** Activity **
Could you tally the lines in the listing below that include the word "tight"? Respond with the total alone.

** Data to process **
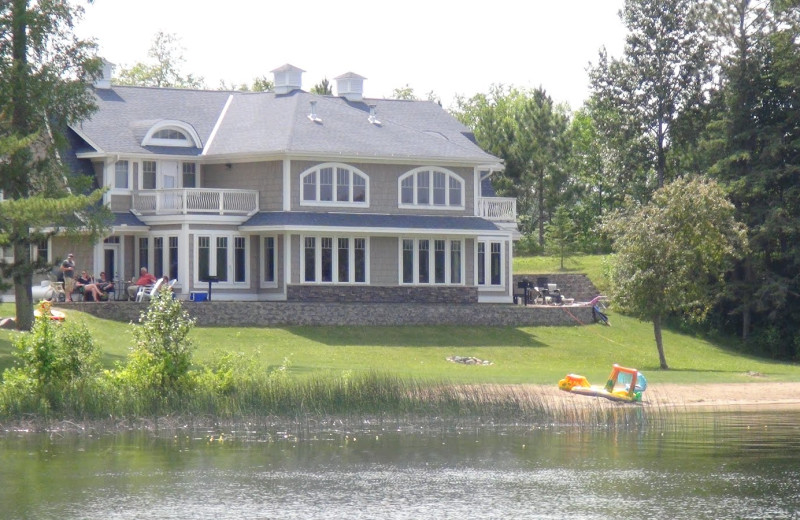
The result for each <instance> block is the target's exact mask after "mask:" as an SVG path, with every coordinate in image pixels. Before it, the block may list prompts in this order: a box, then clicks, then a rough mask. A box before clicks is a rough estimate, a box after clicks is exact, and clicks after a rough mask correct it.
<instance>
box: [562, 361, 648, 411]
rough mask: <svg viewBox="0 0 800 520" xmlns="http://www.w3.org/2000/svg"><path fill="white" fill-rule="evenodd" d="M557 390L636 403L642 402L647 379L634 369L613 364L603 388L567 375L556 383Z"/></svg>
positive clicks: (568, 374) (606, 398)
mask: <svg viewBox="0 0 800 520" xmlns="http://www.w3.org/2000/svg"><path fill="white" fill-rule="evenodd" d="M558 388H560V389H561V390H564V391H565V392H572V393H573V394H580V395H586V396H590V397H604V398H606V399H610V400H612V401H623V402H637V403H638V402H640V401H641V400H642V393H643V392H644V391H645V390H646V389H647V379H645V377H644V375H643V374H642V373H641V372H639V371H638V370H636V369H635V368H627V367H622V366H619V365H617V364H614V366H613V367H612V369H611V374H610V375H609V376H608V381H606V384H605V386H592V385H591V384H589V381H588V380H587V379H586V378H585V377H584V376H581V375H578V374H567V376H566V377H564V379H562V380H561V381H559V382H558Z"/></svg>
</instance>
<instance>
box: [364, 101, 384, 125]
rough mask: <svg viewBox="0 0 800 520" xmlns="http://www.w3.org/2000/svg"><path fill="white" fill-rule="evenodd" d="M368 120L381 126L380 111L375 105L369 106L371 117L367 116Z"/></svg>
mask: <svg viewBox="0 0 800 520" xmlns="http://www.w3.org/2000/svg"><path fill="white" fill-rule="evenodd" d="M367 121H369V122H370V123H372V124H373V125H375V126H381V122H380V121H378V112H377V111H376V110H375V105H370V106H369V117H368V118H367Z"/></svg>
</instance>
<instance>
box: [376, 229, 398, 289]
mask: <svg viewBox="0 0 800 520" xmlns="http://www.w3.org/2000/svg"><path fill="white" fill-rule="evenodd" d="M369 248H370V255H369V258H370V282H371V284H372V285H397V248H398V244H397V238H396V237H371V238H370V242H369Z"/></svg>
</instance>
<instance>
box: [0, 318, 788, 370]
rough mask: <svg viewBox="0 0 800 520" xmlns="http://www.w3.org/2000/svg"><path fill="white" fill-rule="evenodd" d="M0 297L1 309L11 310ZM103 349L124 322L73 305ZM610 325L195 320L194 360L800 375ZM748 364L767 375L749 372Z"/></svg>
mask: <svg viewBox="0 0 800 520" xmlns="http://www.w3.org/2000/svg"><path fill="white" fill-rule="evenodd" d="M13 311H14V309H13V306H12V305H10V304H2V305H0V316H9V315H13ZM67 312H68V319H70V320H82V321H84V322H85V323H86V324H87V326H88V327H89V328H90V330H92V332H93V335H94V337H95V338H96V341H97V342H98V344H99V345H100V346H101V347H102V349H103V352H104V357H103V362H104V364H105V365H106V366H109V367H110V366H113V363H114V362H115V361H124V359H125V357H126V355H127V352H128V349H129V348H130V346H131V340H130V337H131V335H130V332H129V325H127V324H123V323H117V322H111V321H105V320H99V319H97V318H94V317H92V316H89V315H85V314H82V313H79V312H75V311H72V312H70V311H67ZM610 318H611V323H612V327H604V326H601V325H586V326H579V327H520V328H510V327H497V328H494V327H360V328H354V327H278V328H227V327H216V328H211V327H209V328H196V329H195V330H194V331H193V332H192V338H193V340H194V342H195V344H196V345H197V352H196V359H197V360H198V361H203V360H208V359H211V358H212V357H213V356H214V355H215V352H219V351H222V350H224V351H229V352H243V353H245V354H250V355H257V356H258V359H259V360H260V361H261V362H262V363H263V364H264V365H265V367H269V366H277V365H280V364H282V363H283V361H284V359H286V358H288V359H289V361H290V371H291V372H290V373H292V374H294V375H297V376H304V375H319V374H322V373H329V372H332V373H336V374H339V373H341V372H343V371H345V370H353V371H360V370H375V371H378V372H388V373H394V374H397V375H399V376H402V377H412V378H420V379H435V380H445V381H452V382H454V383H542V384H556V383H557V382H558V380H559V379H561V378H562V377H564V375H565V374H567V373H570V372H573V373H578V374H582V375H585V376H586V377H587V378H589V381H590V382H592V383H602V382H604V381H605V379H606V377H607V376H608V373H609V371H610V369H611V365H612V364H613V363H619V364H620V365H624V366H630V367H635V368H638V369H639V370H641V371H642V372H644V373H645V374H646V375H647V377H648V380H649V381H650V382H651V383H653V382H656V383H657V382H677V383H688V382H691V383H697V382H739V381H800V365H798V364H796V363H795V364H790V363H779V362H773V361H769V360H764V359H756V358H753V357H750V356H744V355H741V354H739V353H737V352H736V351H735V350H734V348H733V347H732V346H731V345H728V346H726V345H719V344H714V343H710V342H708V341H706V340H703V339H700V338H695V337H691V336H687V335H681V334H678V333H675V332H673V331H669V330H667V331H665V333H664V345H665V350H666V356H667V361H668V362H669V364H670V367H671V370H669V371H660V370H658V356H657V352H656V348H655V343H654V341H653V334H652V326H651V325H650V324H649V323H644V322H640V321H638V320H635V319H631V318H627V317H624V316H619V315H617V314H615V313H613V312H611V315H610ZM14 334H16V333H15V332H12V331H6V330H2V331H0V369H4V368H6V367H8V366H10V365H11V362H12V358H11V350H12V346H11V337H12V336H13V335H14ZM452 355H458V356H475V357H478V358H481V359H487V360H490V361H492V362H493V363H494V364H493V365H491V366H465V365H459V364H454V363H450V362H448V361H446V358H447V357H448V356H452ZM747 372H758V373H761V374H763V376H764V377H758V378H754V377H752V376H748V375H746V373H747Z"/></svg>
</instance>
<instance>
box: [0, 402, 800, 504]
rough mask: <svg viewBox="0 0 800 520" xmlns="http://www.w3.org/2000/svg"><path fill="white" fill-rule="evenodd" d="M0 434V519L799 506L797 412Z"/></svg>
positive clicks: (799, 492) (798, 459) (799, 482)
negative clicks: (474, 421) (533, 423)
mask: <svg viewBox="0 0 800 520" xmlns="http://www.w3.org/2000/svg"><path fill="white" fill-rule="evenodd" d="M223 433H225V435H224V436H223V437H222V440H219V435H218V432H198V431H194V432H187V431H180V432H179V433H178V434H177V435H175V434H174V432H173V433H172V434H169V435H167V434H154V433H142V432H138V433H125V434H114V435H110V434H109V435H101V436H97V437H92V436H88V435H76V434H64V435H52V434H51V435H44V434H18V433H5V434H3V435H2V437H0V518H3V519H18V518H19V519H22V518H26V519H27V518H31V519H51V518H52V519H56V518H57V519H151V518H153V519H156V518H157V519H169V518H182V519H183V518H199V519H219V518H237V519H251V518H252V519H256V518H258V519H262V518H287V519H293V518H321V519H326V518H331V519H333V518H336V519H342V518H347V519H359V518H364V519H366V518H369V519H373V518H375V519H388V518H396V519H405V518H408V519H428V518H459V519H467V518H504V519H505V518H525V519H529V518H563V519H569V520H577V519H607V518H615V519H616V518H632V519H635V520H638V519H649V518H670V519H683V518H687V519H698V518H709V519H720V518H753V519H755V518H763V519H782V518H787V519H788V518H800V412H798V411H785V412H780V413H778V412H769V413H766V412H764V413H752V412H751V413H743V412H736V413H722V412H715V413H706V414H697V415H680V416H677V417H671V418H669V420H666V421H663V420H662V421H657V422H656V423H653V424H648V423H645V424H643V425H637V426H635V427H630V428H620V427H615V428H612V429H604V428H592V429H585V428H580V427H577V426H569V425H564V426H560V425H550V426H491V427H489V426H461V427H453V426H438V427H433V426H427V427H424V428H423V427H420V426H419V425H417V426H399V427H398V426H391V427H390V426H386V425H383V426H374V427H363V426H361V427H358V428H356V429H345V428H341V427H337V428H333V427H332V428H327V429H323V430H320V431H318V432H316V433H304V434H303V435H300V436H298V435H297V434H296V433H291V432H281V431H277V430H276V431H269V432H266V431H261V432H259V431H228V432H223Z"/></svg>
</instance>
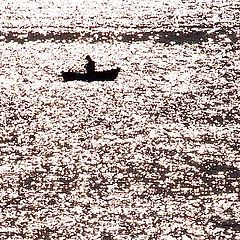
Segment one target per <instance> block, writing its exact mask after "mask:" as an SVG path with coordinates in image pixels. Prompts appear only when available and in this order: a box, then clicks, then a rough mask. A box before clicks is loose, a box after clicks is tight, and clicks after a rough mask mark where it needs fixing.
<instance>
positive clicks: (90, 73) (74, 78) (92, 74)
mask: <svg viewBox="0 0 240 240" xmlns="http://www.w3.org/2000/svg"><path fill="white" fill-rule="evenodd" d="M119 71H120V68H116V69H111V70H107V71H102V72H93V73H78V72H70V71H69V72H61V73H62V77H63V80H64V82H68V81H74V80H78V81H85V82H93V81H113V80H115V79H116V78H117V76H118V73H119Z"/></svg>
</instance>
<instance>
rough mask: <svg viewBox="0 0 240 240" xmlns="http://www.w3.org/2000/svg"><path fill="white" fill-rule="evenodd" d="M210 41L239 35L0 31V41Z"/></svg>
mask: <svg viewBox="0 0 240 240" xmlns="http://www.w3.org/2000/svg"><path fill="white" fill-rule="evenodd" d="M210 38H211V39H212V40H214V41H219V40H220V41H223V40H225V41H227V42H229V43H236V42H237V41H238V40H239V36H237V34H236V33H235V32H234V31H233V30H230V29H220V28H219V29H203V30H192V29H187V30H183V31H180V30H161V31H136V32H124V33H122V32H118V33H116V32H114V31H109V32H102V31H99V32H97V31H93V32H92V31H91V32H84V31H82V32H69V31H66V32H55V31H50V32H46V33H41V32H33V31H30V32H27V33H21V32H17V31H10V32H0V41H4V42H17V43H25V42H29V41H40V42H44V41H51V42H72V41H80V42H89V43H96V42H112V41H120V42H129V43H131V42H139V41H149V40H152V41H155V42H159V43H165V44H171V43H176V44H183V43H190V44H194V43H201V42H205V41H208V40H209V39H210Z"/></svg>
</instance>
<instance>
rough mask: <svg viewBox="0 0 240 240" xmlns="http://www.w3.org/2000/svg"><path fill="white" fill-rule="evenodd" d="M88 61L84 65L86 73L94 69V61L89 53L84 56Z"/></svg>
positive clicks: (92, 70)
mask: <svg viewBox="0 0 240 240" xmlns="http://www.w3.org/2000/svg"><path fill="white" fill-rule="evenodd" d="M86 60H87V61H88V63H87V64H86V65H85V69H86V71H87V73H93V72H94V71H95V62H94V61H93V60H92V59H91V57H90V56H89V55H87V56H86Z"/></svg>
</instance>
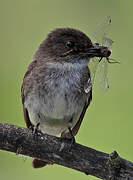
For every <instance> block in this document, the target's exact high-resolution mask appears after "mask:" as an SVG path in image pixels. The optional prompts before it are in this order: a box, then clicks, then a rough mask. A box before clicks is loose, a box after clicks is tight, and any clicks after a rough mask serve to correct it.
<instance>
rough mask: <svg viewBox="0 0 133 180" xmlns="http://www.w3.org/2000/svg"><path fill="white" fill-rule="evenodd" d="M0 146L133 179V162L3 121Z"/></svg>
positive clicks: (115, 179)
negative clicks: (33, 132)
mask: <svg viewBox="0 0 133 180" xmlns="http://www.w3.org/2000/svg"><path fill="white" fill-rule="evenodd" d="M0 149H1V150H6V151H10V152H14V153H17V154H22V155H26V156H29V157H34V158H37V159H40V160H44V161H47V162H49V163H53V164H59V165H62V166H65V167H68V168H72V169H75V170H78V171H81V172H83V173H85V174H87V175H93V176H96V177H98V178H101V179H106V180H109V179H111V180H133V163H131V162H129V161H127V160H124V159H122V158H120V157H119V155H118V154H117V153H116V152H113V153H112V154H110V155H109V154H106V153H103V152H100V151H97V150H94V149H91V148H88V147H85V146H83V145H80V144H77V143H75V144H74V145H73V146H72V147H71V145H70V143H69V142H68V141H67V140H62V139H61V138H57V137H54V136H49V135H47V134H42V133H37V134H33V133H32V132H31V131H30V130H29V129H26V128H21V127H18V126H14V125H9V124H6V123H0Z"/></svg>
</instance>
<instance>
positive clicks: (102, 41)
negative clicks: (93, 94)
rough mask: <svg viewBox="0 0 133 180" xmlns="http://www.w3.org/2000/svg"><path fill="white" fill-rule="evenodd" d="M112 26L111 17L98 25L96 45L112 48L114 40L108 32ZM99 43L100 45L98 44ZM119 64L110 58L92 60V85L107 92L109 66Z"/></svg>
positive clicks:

** Result for this task **
2